Copy out each line below that contains the word "pane".

>> start Given data

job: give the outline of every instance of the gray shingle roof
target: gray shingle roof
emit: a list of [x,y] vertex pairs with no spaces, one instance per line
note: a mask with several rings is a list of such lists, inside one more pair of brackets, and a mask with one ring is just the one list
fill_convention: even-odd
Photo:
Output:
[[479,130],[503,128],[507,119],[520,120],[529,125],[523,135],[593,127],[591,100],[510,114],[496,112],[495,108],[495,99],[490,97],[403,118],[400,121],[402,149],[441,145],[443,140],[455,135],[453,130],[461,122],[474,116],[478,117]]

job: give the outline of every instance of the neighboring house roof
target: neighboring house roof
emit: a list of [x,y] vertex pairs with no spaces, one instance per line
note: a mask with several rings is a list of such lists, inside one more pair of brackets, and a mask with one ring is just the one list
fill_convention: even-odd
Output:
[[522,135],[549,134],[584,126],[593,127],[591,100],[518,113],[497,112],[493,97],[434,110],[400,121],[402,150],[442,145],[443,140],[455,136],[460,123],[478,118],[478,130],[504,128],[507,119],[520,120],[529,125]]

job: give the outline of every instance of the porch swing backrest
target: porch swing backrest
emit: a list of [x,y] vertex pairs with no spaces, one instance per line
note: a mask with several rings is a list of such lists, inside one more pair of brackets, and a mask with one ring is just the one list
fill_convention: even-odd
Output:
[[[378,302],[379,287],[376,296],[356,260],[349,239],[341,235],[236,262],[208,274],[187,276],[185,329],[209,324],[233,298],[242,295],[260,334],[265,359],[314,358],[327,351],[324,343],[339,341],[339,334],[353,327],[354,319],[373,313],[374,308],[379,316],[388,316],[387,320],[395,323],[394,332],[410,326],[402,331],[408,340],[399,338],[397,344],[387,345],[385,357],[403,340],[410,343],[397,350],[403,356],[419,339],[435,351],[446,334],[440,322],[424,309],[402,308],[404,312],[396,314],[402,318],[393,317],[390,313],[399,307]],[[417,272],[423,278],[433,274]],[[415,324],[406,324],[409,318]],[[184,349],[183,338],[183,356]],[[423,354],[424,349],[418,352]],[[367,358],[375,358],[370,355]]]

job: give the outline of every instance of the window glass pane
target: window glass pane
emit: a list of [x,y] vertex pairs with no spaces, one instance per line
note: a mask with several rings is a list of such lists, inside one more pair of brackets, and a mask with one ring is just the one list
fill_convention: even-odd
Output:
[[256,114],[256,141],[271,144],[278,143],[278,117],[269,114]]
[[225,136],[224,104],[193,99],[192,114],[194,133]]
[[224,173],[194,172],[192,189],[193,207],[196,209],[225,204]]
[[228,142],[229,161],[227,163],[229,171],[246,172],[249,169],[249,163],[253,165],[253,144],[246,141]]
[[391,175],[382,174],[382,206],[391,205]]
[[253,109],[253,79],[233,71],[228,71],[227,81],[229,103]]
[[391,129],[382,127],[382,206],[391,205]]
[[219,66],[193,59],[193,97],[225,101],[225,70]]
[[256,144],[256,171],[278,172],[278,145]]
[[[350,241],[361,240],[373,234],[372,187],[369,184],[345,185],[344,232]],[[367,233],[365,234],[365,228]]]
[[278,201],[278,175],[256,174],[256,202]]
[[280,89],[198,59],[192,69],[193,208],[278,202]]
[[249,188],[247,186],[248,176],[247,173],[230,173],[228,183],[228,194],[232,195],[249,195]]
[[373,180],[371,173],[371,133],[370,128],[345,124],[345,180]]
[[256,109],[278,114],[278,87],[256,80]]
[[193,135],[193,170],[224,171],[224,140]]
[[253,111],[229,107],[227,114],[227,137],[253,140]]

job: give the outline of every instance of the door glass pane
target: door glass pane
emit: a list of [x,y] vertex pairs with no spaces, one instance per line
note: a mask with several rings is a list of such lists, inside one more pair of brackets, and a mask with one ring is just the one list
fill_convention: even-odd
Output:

>> end Given data

§ **Answer to this problem**:
job: give the outline of every instance of the window glass pane
target: window glass pane
job: give the outline of every instance of the door glass pane
target: door glass pane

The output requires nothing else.